Фрейд сознает, что из этой его теории следует, будто сексуальное насилие совершил и его собственный отец:
„Отцам всех моих пациентов, включая и моего собственного, должно быть предъявлено обвинение в извращениях“. Придя к выводу, что причина „легкой истерии“ его пациентов и его собственной кроется не в этом, Фрейд снова погружается в полную растерянность: „Я понятия не имею, куда меня занесло из-за того, что мне не удалось найти теоретическое обоснование репрессии и механизмов ее действия“. Он сознает свое родство с Гамлетом и цитирует Флиссу принца: слова о состоянии „готовности“
[145]. Наконец, в октябре наступает ясность, то есть возникает новая теория, подсказанная литературными героями: царем Эдипом и Гамлетом. Охваченный волнением Фрейд пишет Флиссу:
…мне пришла в голову одна идея, имеющая универсальное значение. Я обнаружил, и в своем случае тоже, феномен влюбленности в мать и зависти к отцу — теперь я считаю это явлением всеобщим, характерным для периода раннего детства… И если это так, то становится понятна власть, которую имеет над нами Царь Эдип. Греческий миф посвящен теме необъяснимого влечения, которое каждый знает по себе. Каждый из зрителей был когда-то маленьким Эдипом в своих фантазиях и каждый содрогается от ужаса, наблюдая осуществление этой мечты, перенесенной в реальность.

= = = = =

# [Задание A]
Переведите на английский язык следующее предложение из изучаемого текста: «Наконец, в октябре наступает ясность, то есть возникает новая теория, подсказанная литературными героями: царем Эдипом и Гамлетом».
# [Задание B]
Соответствуют ли изучаемому тексту следующие утверждения? (i) Фрейд цитирует Флиссу слова Гамлета. (ii) Ясность в отношении новой теории наступает у Фрейда в декабре. (iii) Фрейд считает влюбленность в мать явлением, характерным для периода раннего детства. Ответьте «да» или «нет» на каждое и приведите решающие слова текста.
# [Задание C]
Продолжите текст о том, как Фрейд пришел к теории, подсказанной образами царя Эдипа и Гамлета. Начните сразу после его последнего предложения.

= = = = =

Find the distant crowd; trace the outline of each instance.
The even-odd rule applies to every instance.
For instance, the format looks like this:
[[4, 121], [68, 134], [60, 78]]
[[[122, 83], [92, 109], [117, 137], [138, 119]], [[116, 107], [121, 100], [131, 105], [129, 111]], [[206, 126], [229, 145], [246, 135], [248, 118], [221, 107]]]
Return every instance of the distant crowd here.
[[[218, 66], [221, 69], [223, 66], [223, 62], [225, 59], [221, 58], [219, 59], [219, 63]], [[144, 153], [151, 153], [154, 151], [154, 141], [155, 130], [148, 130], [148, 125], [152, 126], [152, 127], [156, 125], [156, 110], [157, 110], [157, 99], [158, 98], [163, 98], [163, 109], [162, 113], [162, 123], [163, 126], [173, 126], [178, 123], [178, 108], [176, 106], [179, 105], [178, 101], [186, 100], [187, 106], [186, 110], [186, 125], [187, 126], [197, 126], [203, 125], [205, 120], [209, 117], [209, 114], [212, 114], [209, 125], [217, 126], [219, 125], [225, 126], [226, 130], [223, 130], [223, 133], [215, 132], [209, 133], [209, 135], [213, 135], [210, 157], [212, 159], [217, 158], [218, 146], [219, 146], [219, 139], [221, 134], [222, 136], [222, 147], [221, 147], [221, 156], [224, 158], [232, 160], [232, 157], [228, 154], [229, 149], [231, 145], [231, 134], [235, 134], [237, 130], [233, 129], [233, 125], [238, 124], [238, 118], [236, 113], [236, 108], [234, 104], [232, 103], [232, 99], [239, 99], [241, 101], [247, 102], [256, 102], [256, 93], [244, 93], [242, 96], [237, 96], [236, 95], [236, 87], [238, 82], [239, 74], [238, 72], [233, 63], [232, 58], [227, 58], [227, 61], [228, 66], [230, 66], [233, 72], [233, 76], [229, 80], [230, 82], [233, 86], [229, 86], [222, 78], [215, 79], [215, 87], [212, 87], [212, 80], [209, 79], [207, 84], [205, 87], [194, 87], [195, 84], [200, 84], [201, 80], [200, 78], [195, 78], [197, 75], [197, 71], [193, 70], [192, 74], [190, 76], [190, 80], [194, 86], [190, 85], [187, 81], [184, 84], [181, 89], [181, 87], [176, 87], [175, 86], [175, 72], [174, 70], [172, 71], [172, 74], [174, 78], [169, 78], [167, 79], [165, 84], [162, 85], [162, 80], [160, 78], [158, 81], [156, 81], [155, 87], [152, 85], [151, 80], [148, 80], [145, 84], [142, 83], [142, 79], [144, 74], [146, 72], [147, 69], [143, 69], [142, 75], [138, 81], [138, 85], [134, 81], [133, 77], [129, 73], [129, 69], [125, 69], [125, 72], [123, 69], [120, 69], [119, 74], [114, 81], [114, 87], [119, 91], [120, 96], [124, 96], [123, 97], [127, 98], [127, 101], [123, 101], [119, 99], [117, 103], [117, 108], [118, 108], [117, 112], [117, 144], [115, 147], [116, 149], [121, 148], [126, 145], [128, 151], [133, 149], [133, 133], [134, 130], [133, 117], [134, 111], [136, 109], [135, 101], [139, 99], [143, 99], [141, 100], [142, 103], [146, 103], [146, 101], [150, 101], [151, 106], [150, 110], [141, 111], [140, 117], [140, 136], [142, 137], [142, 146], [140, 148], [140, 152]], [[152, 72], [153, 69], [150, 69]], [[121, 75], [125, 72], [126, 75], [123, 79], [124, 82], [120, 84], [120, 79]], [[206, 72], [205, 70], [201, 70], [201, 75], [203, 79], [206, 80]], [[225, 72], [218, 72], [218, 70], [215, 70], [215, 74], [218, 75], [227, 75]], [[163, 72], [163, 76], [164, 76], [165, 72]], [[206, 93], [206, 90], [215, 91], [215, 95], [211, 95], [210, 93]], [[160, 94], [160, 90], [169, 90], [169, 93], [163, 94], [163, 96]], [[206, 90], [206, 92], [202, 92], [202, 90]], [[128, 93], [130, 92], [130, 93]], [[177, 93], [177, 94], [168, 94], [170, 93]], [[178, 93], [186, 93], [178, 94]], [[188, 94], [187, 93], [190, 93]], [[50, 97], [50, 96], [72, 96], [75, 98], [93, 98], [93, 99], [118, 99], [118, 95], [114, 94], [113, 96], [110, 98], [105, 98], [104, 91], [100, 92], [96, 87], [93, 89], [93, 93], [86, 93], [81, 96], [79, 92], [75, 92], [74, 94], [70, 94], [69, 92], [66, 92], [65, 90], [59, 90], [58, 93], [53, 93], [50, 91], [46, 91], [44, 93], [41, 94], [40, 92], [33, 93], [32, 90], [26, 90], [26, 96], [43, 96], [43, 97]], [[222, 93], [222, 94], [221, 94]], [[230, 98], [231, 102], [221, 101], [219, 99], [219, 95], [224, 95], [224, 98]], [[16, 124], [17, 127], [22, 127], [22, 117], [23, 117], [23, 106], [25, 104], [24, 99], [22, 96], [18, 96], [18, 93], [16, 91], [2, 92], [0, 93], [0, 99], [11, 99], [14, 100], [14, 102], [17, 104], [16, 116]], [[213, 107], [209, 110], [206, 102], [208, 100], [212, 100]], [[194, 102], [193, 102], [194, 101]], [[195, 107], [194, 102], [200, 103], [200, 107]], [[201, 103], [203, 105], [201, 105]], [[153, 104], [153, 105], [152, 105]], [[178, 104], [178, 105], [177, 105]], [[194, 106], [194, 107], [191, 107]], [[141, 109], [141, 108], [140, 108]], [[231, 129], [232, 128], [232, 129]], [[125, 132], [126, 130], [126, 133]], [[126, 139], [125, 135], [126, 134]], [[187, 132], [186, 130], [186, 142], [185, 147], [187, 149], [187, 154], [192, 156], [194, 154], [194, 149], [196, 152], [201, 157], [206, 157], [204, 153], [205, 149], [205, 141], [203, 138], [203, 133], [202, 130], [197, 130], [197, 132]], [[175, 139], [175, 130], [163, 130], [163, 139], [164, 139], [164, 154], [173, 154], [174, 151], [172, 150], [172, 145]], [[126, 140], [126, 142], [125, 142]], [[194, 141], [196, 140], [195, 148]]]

= = = = =

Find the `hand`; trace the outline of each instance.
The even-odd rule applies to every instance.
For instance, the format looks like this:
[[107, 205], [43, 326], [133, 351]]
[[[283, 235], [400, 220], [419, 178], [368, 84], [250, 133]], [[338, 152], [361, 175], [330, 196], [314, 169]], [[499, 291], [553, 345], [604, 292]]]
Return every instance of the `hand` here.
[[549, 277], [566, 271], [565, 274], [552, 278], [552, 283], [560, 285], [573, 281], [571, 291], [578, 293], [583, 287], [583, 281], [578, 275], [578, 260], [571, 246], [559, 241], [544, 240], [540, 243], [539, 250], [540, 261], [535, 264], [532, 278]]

= = = = =

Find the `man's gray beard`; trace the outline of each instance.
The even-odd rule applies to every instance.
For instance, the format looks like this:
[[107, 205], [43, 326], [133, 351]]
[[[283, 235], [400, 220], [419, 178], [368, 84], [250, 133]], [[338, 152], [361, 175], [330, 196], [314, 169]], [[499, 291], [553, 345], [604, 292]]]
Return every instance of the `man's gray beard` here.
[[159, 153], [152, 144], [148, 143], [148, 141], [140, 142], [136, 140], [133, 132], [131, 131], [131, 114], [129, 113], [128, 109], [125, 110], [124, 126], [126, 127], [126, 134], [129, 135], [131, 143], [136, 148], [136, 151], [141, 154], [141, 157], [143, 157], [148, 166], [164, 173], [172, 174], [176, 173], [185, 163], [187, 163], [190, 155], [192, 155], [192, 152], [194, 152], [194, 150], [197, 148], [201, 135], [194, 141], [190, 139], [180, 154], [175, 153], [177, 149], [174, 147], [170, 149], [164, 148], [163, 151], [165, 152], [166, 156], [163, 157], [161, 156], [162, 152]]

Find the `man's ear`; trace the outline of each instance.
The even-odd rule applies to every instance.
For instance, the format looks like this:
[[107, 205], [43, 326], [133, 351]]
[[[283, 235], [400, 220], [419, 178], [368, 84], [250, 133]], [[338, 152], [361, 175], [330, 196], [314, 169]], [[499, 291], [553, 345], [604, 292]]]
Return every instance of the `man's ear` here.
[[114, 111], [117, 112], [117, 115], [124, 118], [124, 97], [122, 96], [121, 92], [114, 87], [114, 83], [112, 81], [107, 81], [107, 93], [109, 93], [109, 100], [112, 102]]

= = = = =

# [Письменный ответ A]
Finally, in October, clarity arrives; that is, a new theory emerges, one suggested by literary heroes: King Oedipus and Hamlet.

# [Письменный ответ B]
(i) Да: «Он сознает свое родство с Гамлетом и цитирует Флиссу принца».
(ii) Нет: «Наконец, в октябре наступает ясность».
(iii) Да: «теперь я считаю это явлением всеобщим, характерным для периода раннего детства».

# [Письменный ответ C]
Если трагедия Софокла породила теорию и дала ей название, то „Гамлет“ лишь укоренил ее:
У меня мелькнула мысль, что на том же, возможно, основан и Гамлет. Я не говорю, что таково было сознательное намерение Шекспира, я скорее склоняюсь к мысли, что некое реальное событие побудило поэта создать образ героя, в чьем бессознательном отразилось собственное бессознательное автора.
Поразительное утверждение! Фрейд предполагает, что Шекспир не позаимствовал и не придумал испытания, выпавшие на долю Гамлета, а сам пережил нечто подобное. „Реальное событие“ — смерть отца, произошедшая незадолго до того, как Шекспир принялся сочинять пьесу, — „запустила“ в сознании драматурга механизм неоднозначных эдиповых ассоциаций, сходных с теми, что возникали у самого Фрейда после смерти отца.
Самоанализ позволил Фрейду разобрать пьесу, используя перенос (примерно в том же духе, в каком он толковал ощущения, остававшиеся у него от собственных снов), и обнаружить следы глубоких эдиповых ассоциаций, рождавшихся в сознании драматурга после смерти отца. Ощутив близость своего психического состояния состоянию Шекспира и Гамлета, Фрейд уверился в возможности успешной диагностики истерии, которую переживает каждый. С точки зрения Эрнеста Джонса в этом не было ничего удивительного: „Фрейд разгадал загадку и этого сфинкса, как разгадал загадку фиванского“.